本文:
——————
「小林秀雄全集 第十三巻」− 人間の建設− 新潮社版 平成十三年
人間の建設(對談)アインシュタインという人間 p168〜
「小林(秀雄) こういう(アインシュタインの)言葉がありますよ。私が世の中で一番わからないことは、世の中がわかることである。
岡(潔)これほど何も知らないのに、世の中の一人として暮らしていけるということは、不思議と言えば不思議ですね。
小林 その意味はね、ぼくはこうだと思うのです。あの人は世界を科学的に見て、欠陥のない一つの幾何学的像を書いたわけですね。これはわかるということです。どうしてこうわかるのだろうということが、彼には一番わからぬことだという意味ですよ。
それから波動力学が盛んになったとき、おれはオーストラリアの駝鳥みたいなものだ。おれは「量子(カンタ)」なんか見たくない、とルラティヴィストの砂の中に首を突っ込んでいる、そして隠れたと思っている駝鳥だといっております。これはド・ブロイに宛てた手紙にあります。あの人はたいへん古典的な考えの人ですね。そういう手紙を読んでいますと、ベルグソンの議論に対して、どうしてああ冷淡だったか、おれには哲学者の時間はわからぬと、彼がこたえているのはそれだけですよ。論戦はないのです。あとの論戦は、みんな弟子どもがやったものです。二人は黙っていた。一人は絶版にしてしまうし、一人は哲学者の時間なんていうものは知らぬと言っただけのことです。
——————
取り組む課題:
1. アインシュタインをめぐる対談で、小林は「私が世の中で一番わからないことは、世の中がわかることである」という言葉をどういう意味に取っているか。一〜三文で説明せよ。
2. アインシュタインをめぐる対談の続きを、最後の発言の後から書け。

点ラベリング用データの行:
——————
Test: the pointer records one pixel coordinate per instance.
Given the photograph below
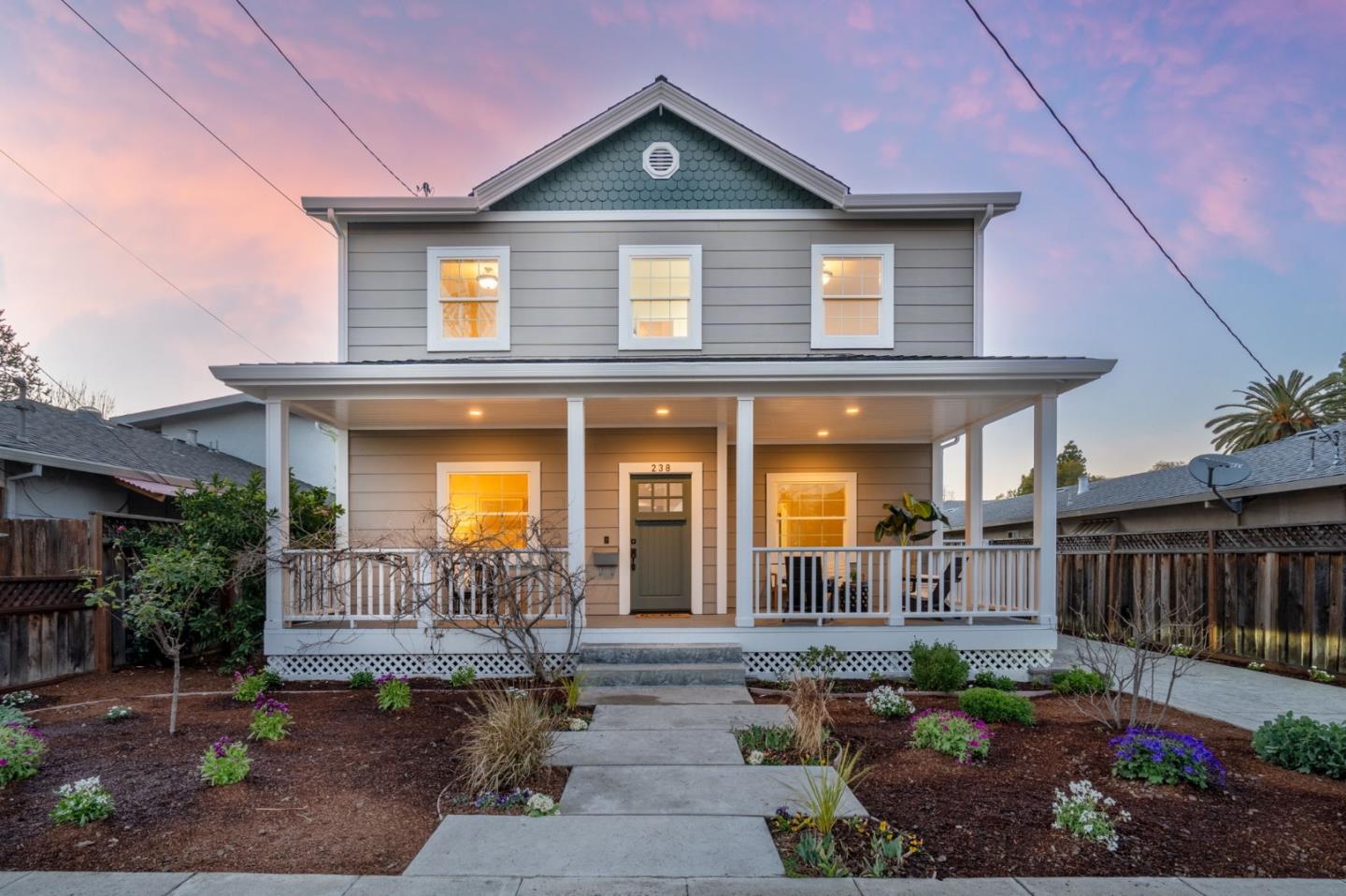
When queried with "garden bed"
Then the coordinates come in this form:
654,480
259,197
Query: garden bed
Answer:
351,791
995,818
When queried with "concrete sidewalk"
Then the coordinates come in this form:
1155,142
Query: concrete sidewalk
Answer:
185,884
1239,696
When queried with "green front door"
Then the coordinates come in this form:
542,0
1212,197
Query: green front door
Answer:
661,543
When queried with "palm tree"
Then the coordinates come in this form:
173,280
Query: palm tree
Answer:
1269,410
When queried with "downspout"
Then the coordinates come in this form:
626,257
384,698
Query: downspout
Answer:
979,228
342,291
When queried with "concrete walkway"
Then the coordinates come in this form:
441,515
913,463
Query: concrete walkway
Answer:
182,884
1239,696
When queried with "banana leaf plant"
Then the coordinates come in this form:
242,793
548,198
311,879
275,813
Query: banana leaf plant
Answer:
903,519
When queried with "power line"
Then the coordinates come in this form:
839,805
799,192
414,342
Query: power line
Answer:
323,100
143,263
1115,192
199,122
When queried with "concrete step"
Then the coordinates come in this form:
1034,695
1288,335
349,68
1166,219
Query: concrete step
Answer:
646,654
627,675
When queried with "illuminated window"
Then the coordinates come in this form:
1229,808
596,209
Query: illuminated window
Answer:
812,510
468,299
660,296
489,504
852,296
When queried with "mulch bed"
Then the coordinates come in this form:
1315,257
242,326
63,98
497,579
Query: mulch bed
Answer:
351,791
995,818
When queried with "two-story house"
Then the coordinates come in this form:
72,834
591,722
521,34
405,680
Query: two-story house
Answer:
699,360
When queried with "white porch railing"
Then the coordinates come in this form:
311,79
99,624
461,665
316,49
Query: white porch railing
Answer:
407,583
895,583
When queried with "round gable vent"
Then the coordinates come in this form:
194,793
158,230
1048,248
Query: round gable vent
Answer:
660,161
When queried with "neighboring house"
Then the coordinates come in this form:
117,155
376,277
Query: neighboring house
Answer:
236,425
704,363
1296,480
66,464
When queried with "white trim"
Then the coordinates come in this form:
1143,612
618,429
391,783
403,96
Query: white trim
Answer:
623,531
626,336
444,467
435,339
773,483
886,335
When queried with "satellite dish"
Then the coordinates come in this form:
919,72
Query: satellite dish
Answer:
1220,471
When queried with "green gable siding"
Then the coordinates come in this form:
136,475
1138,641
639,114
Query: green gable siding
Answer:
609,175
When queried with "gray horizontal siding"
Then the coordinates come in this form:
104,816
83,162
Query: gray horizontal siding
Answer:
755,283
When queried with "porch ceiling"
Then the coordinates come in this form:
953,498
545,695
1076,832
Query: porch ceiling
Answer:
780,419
——————
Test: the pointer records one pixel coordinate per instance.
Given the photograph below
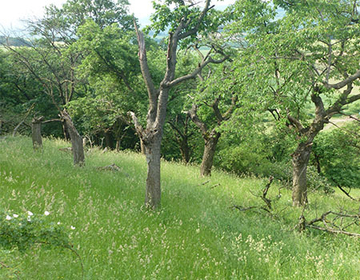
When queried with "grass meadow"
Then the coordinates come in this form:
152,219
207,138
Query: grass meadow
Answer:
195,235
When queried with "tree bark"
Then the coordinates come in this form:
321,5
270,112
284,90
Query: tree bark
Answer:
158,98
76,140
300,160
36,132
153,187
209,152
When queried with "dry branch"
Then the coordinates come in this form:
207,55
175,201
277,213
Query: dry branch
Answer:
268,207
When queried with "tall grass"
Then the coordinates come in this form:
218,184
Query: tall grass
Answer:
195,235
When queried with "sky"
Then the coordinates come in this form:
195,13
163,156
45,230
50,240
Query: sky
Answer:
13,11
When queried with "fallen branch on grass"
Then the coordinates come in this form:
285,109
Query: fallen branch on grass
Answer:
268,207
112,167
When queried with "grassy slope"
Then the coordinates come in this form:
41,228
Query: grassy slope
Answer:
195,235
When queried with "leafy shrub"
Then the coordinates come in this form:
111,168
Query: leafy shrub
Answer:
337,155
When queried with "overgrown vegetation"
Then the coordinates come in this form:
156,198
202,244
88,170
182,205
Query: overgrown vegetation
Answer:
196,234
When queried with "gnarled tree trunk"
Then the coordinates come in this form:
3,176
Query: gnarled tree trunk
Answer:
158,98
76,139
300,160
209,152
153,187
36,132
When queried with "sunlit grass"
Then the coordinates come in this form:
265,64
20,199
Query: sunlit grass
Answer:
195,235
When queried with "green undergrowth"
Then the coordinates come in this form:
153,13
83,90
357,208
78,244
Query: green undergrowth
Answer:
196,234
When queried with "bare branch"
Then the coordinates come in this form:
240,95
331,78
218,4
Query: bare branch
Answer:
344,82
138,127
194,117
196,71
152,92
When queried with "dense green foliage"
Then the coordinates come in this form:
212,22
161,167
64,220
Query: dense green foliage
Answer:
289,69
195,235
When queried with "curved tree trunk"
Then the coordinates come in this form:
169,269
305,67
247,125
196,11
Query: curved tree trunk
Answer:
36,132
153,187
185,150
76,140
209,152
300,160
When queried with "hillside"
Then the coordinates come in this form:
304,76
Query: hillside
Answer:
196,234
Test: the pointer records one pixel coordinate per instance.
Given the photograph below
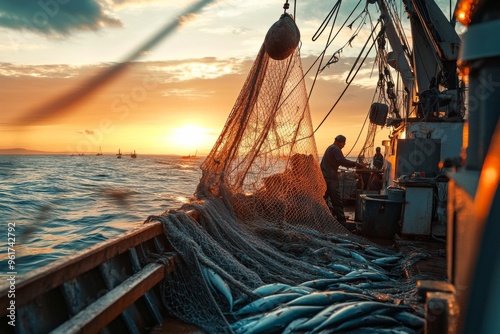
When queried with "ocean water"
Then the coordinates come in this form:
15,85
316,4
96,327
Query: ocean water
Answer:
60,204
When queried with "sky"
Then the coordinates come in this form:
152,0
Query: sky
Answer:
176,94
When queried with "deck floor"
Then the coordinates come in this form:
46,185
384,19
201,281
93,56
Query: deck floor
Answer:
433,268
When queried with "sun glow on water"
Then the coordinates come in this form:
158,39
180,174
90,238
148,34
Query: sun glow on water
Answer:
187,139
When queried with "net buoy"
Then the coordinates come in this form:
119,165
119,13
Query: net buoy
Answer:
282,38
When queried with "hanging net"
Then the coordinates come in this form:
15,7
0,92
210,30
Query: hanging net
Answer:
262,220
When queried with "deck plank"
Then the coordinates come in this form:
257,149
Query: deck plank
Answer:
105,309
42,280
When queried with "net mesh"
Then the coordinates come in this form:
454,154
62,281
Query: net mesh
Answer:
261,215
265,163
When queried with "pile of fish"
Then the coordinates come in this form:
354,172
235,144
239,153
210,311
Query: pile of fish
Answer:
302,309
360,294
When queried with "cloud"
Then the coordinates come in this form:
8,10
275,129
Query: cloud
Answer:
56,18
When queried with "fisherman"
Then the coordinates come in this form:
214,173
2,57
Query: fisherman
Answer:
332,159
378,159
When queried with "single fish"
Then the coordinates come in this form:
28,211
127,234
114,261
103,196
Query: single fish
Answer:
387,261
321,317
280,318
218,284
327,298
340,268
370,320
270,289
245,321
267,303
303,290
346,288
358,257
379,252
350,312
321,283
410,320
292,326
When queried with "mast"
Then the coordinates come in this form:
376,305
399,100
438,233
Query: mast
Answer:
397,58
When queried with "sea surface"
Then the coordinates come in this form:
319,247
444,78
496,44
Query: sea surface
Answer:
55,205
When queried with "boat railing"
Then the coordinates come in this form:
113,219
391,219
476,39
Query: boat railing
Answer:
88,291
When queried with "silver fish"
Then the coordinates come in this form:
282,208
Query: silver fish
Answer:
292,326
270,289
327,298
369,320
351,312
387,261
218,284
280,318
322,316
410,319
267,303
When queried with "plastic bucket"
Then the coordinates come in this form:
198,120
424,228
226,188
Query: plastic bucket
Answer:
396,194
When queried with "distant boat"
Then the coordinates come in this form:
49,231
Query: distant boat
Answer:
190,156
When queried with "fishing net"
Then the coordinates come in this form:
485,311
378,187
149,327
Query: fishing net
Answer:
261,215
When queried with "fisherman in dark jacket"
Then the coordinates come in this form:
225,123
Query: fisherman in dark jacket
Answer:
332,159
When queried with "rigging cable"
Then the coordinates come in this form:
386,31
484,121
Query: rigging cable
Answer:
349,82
——————
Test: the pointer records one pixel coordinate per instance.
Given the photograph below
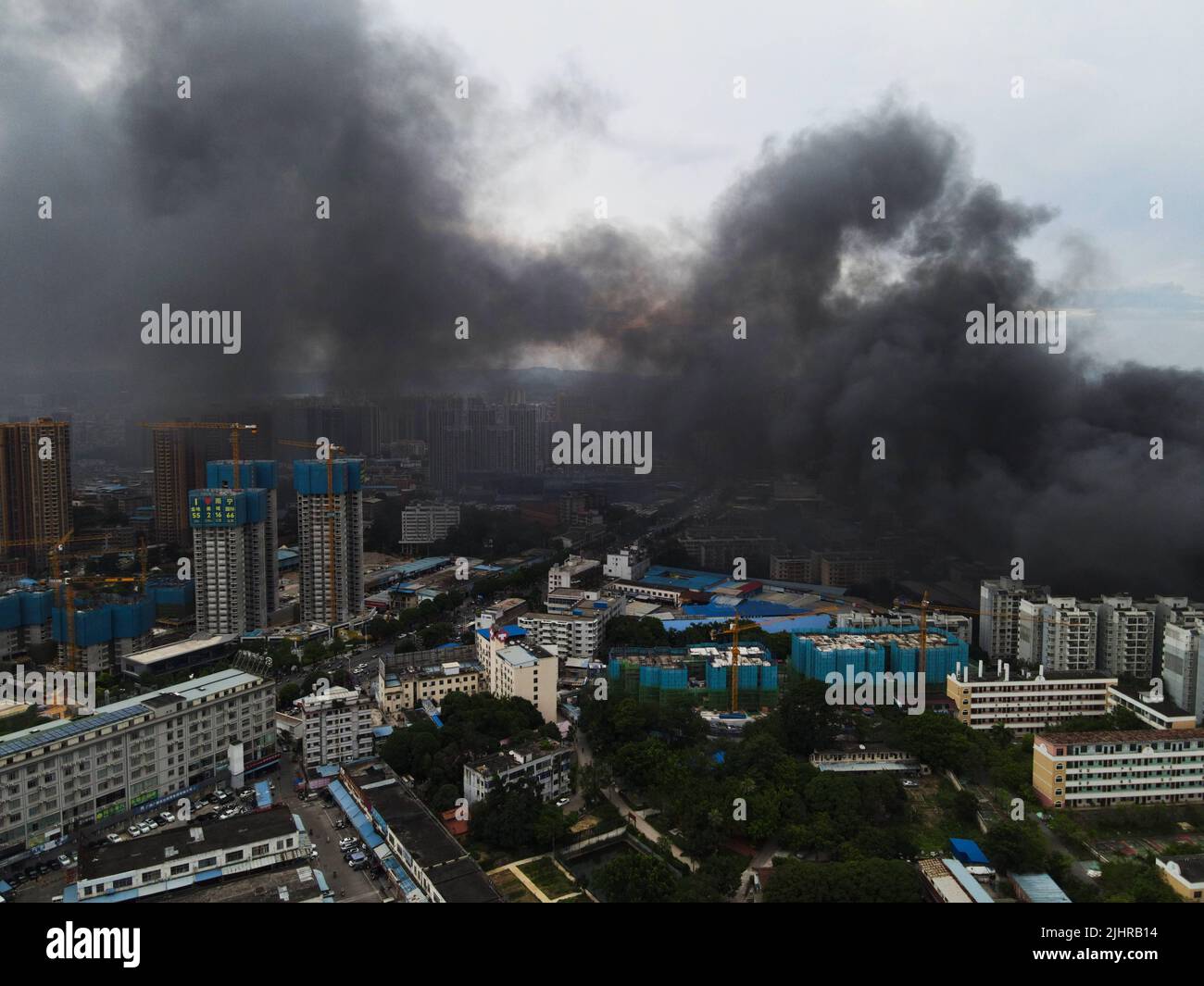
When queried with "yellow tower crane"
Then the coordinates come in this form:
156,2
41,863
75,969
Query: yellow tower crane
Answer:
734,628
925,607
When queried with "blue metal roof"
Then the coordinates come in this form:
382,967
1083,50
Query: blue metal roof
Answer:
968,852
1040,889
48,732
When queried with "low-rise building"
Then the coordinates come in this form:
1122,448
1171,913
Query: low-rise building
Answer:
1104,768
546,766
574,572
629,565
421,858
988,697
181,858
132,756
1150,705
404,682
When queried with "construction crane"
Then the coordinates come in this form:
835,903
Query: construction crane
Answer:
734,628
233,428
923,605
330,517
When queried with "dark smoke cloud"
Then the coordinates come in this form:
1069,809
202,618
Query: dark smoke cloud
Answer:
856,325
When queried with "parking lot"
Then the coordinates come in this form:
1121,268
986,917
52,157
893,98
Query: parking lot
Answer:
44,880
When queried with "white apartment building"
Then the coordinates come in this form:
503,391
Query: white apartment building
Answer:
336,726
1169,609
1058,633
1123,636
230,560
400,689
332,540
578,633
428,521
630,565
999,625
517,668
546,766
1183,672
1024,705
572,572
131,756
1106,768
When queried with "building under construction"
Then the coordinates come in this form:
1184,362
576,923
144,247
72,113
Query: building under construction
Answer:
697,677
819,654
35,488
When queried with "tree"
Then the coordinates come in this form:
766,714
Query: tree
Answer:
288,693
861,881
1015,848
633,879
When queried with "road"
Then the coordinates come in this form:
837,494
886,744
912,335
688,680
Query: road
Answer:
——————
解答一覧:
1. アインシュタインは世界を科学的に見て、欠陥のない一つの幾何学的な像を描いた。それが「わかる」ということである。そのうえで、なぜそのようにわかるのかが彼にとって一番わからないことだ、という意味に取っている。

2.
岡 哲学者の時間は知らないでいいが、素朴な人として時間は知らなければいけませんね。
小林 もしも知らなければ、どうしてそういうことを手紙に書きますか、わかるということが不思議だというふうなことを。それは哲学者ではないですか。
岡 そうそう。
小林 そこまでわかっているアインシュタインが、なぜベルグソンにああいう態度をとったか。
岡 やはり自我を自分と思っている欧米人の間違った社会的習慣を破ることができなかったと思いますね。
小林 何が原因かわかりません。偉い人の行き違いというものはあるものなのですね。」
(「新潮」、昭和四十年十月)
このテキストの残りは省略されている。